[Location identification items]

▼

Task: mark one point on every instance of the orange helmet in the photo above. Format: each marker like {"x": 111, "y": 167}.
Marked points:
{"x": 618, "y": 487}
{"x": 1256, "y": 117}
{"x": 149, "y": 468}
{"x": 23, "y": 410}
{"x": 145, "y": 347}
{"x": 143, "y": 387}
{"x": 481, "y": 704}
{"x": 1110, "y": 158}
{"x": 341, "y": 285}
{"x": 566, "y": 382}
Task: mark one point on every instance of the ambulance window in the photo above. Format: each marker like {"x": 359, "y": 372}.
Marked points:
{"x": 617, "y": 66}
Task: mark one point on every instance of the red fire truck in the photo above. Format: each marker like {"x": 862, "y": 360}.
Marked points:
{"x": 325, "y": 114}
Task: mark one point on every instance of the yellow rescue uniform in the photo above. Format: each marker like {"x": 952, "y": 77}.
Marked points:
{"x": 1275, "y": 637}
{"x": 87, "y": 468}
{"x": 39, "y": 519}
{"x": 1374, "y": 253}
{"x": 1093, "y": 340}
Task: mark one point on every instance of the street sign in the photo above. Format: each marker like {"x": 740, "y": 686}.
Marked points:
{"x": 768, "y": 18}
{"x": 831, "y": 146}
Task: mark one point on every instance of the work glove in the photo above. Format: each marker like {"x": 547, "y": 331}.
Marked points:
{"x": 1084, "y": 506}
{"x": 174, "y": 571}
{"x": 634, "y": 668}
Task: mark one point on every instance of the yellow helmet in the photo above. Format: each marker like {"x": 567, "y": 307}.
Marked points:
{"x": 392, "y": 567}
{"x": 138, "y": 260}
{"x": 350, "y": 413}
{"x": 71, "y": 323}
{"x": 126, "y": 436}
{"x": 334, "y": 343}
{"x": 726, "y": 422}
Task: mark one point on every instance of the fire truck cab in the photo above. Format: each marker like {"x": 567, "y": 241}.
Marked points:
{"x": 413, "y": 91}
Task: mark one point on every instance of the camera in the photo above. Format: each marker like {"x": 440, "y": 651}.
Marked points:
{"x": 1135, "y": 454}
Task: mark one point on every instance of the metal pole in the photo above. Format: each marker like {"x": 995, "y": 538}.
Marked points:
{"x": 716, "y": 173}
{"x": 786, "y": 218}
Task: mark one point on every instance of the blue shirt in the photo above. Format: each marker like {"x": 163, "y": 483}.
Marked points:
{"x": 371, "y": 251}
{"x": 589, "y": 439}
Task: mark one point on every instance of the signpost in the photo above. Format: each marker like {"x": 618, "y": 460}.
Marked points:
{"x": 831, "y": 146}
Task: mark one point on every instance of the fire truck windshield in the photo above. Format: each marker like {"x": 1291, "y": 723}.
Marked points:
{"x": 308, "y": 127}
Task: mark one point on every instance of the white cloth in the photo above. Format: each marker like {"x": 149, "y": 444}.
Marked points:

▲

Please return every row above word for word, with no changes.

Task: mark one point on every instance of the orange helmet in the photo above. Format: each marker like {"x": 111, "y": 167}.
Marked points:
{"x": 618, "y": 487}
{"x": 1256, "y": 117}
{"x": 149, "y": 468}
{"x": 23, "y": 410}
{"x": 145, "y": 347}
{"x": 143, "y": 387}
{"x": 481, "y": 704}
{"x": 1110, "y": 158}
{"x": 341, "y": 285}
{"x": 566, "y": 382}
Task: mark one point on every instance of the ambulance window in the photo above. Format: each marker like {"x": 359, "y": 372}.
Marked points:
{"x": 617, "y": 66}
Task: mark one point on every instance of the red fire truck in the photo above. Format: each marker like {"x": 862, "y": 360}.
Marked points:
{"x": 325, "y": 114}
Task: mark one point on every instance of the yellow rescue uniform in the photo above. Format: each marker like {"x": 952, "y": 77}.
Marked points:
{"x": 1275, "y": 637}
{"x": 87, "y": 468}
{"x": 39, "y": 519}
{"x": 1374, "y": 253}
{"x": 1093, "y": 340}
Task: mark one point on every instance of the street sign in the photo above. Format: each marker like {"x": 740, "y": 686}.
Marked points:
{"x": 768, "y": 18}
{"x": 831, "y": 146}
Task: mark one point on every instance of the work glove in the photo above. Format: each marker like {"x": 547, "y": 331}.
Marked points:
{"x": 1084, "y": 506}
{"x": 174, "y": 571}
{"x": 634, "y": 668}
Task: mark one point on every instance of the yellow helmet in the photo above. Format: each marker like {"x": 567, "y": 307}.
Marked points:
{"x": 392, "y": 567}
{"x": 138, "y": 260}
{"x": 350, "y": 413}
{"x": 71, "y": 323}
{"x": 126, "y": 436}
{"x": 334, "y": 343}
{"x": 726, "y": 422}
Task: mark one point on every instance of the fire truck cab in the photo above. Format: each marker like {"x": 567, "y": 241}.
Marked points:
{"x": 413, "y": 91}
Task: mark one point on every instance of the camera in the photo above. Format: each marker like {"x": 440, "y": 651}.
Marked points:
{"x": 1135, "y": 454}
Task: mark one point on every instance of the metal pole in the photo above. Format: each marker like {"x": 995, "y": 538}.
Marked points:
{"x": 716, "y": 173}
{"x": 786, "y": 218}
Task: mark one point on every instance of the blue shirt in the photo above. Format: each marker like {"x": 163, "y": 483}.
Marked points:
{"x": 371, "y": 251}
{"x": 589, "y": 439}
Task: mark one point on every instance of the signpost in the photo above. Format: each marker like {"x": 618, "y": 460}.
Marked points:
{"x": 831, "y": 146}
Task: mark one point on every instance of the fire truck windshield in the photo above. Format: each marker like {"x": 1291, "y": 723}.
Marked points:
{"x": 308, "y": 127}
Task: mark one point on every instance of the white cloth in the photo above. Format: each marker like {"x": 149, "y": 444}.
Marked points:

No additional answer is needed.